### Supplied data

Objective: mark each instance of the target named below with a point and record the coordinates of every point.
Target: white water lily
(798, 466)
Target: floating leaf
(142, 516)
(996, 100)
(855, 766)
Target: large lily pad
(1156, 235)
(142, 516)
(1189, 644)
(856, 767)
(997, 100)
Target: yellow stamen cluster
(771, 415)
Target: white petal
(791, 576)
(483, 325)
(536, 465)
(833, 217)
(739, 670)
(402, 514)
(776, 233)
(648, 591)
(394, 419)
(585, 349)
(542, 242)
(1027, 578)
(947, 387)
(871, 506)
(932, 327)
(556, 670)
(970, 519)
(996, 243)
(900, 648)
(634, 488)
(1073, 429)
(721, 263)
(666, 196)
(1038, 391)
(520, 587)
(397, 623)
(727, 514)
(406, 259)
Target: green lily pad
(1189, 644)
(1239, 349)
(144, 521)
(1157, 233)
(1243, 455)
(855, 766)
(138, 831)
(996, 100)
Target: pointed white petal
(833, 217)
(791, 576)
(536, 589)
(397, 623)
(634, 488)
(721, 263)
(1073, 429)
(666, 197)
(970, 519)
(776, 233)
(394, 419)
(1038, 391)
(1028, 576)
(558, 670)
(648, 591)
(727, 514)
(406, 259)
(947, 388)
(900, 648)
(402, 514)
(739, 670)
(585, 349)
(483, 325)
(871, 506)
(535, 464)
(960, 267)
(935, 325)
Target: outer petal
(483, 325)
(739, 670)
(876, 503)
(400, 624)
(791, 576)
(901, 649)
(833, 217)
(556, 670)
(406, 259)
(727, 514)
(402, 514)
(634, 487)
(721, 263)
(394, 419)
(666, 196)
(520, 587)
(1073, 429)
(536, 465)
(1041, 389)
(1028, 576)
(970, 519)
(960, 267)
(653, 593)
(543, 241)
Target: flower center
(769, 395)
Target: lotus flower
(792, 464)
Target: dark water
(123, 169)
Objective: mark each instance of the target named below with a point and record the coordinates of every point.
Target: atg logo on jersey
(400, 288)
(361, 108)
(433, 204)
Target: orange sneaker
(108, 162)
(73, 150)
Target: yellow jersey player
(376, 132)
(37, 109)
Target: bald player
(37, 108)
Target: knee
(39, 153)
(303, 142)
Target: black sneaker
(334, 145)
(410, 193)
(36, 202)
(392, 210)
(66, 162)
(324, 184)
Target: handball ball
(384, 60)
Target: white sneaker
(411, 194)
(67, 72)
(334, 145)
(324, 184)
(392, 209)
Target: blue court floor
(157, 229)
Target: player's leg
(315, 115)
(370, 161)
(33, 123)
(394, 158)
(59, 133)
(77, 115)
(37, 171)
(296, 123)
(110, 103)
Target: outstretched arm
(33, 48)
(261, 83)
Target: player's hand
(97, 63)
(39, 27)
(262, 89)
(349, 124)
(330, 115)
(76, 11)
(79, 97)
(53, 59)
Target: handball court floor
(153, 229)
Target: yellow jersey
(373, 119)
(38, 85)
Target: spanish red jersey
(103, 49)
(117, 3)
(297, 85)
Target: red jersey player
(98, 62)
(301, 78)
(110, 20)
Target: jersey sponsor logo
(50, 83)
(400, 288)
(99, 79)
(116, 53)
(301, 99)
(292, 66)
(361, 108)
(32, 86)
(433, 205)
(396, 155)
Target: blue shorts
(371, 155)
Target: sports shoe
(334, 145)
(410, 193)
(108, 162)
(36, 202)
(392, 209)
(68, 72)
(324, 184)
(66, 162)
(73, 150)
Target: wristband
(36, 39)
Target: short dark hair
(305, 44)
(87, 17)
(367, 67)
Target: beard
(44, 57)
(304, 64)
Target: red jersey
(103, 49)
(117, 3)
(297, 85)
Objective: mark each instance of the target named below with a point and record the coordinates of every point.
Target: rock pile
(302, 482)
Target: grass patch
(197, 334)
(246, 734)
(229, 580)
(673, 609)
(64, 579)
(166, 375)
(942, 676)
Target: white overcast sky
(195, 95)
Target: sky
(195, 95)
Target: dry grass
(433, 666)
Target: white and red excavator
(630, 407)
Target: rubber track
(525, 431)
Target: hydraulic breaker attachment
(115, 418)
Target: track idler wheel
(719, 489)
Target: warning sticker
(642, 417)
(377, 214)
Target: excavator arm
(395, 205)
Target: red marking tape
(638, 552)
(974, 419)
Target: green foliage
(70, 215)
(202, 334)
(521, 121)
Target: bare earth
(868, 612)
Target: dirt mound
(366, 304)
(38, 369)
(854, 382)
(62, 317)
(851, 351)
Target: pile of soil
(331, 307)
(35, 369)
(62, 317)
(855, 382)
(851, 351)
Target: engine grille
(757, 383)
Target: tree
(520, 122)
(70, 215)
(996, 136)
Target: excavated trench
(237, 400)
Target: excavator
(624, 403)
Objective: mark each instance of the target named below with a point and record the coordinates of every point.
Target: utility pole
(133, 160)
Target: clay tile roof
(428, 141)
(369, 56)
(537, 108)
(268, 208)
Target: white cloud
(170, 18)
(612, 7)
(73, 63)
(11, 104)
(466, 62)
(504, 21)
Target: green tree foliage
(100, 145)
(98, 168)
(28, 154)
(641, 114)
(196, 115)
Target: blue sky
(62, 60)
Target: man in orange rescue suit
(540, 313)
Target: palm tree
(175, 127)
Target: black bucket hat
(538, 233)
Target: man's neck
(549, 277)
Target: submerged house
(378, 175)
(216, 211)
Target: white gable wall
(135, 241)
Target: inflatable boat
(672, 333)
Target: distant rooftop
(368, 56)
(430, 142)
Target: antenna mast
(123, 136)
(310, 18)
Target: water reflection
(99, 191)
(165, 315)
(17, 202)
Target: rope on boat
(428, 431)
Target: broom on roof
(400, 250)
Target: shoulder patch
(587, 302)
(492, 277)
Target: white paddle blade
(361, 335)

######

• What the task asks: Write the material out once more so that every line matches the original.

• Solution:
Objective: mark each instance of the target named below with a point and record the coordinates of every point.
Target: white water lily
(798, 466)
Target: floating leaf
(142, 516)
(996, 100)
(855, 766)
Target: large lily pad
(1156, 235)
(142, 516)
(1189, 644)
(856, 767)
(997, 100)
Target: yellow stamen cluster
(771, 415)
Target: white petal
(791, 576)
(483, 325)
(536, 465)
(833, 217)
(739, 670)
(402, 514)
(776, 233)
(648, 591)
(394, 419)
(585, 349)
(542, 242)
(1027, 578)
(947, 387)
(871, 506)
(932, 327)
(556, 670)
(970, 519)
(996, 243)
(900, 648)
(634, 488)
(1073, 429)
(721, 263)
(666, 196)
(1038, 391)
(520, 587)
(397, 623)
(727, 514)
(406, 259)
Target: green lily pad
(1189, 644)
(1239, 349)
(144, 521)
(1157, 233)
(1243, 455)
(855, 766)
(138, 831)
(996, 100)
Target: pointed white petal
(833, 217)
(791, 576)
(536, 589)
(397, 623)
(634, 488)
(721, 263)
(1073, 429)
(666, 197)
(970, 519)
(776, 233)
(394, 419)
(1038, 391)
(1028, 576)
(558, 670)
(648, 591)
(727, 514)
(406, 259)
(947, 388)
(900, 648)
(402, 514)
(739, 670)
(585, 349)
(483, 325)
(871, 506)
(535, 464)
(960, 267)
(935, 325)
Target: outer petal
(483, 325)
(739, 670)
(876, 503)
(400, 624)
(791, 576)
(901, 649)
(833, 217)
(556, 670)
(406, 259)
(727, 514)
(402, 514)
(634, 487)
(721, 263)
(394, 419)
(666, 196)
(520, 587)
(1073, 429)
(536, 465)
(1041, 389)
(1028, 576)
(970, 519)
(960, 267)
(653, 593)
(543, 241)
Target: flower center
(769, 395)
Target: lotus flower
(792, 464)
Target: dark water
(123, 169)
Objective: mark each instance of the target named below with a point and record the coordinates of every point.
Target: atg logo on jersey
(400, 288)
(361, 108)
(433, 204)
Target: orange sneaker
(108, 162)
(73, 150)
Target: yellow jersey player
(376, 132)
(37, 109)
Target: bald player
(37, 108)
Target: knee
(39, 153)
(303, 142)
Target: black sneaker
(334, 145)
(410, 193)
(36, 202)
(392, 210)
(66, 162)
(324, 184)
Target: handball ball
(384, 60)
Target: white sneaker
(411, 194)
(67, 72)
(334, 145)
(324, 184)
(392, 209)
Target: blue court floor
(157, 229)
Target: player's leg
(315, 115)
(370, 161)
(33, 123)
(394, 158)
(59, 133)
(77, 115)
(37, 171)
(296, 123)
(110, 103)
Target: outstretched arm
(33, 48)
(261, 83)
Target: player's hand
(97, 63)
(39, 27)
(262, 89)
(349, 124)
(330, 115)
(76, 11)
(79, 97)
(53, 59)
Target: handball court floor
(153, 229)
Target: yellow jersey
(373, 119)
(38, 85)
Target: spanish red jersey
(103, 49)
(117, 3)
(297, 85)
Target: red jersey player
(98, 62)
(301, 78)
(110, 20)
Target: jersey sponsor logo
(50, 83)
(400, 288)
(99, 79)
(116, 53)
(301, 99)
(292, 66)
(361, 108)
(32, 86)
(433, 205)
(396, 155)
Target: blue shorts
(371, 155)
Target: sports shoe
(334, 145)
(410, 193)
(108, 162)
(36, 202)
(392, 209)
(68, 72)
(324, 184)
(66, 162)
(73, 150)
Target: wristband
(36, 39)
Target: short dark hair
(305, 44)
(87, 17)
(367, 67)
Target: beard
(44, 57)
(304, 64)
Target: red jersey
(103, 49)
(117, 3)
(297, 85)
Objective: mark each instance of the target named below with a point and record the coordinates of every point.
Target: rock pile
(302, 482)
Target: grass patch
(197, 334)
(246, 734)
(229, 580)
(673, 609)
(64, 579)
(166, 375)
(942, 676)
Target: white overcast sky
(195, 95)
Target: sky
(195, 95)
Target: dry grass
(433, 666)
Target: white and red excavator
(630, 407)
Target: rubber track
(525, 431)
Target: hydraulic breaker attachment
(115, 418)
Target: track idler wheel
(719, 489)
Target: warning sticker
(642, 417)
(377, 214)
Target: excavator arm
(395, 205)
Target: red marking tape
(638, 552)
(974, 419)
Target: green foliage
(70, 215)
(202, 334)
(521, 121)
Target: bare earth
(868, 612)
Target: dirt mound
(366, 304)
(38, 369)
(854, 382)
(62, 317)
(851, 351)
Target: pile of soil
(331, 307)
(35, 369)
(62, 317)
(855, 382)
(851, 351)
Target: engine grille
(757, 383)
Target: tree
(520, 122)
(70, 215)
(996, 136)
Target: excavated trench
(237, 400)
Target: excavator
(624, 403)
Objective: mark each instance of the target named below with a point and record the coordinates of every point.
Target: utility pole
(133, 160)
Target: clay tile roof
(428, 141)
(369, 56)
(537, 108)
(268, 208)
Target: white cloud
(170, 18)
(612, 7)
(73, 63)
(11, 104)
(466, 62)
(504, 21)
Target: green tree foliage
(100, 145)
(98, 168)
(28, 154)
(641, 114)
(196, 115)
Target: blue sky
(62, 60)
Target: man in orange rescue suit
(540, 313)
Target: palm tree
(175, 127)
Target: black bucket hat
(538, 233)
Target: man's neck
(549, 277)
Target: submerged house
(378, 175)
(216, 211)
Target: white gable wall
(135, 241)
Target: inflatable boat
(672, 333)
Target: distant rooftop
(368, 56)
(430, 142)
Target: antenna mast
(123, 136)
(310, 18)
Target: water reflection
(99, 191)
(165, 315)
(17, 202)
Target: rope on boat
(428, 431)
Target: broom on roof
(400, 250)
Target: shoulder patch
(587, 302)
(492, 277)
Target: white paddle blade
(361, 335)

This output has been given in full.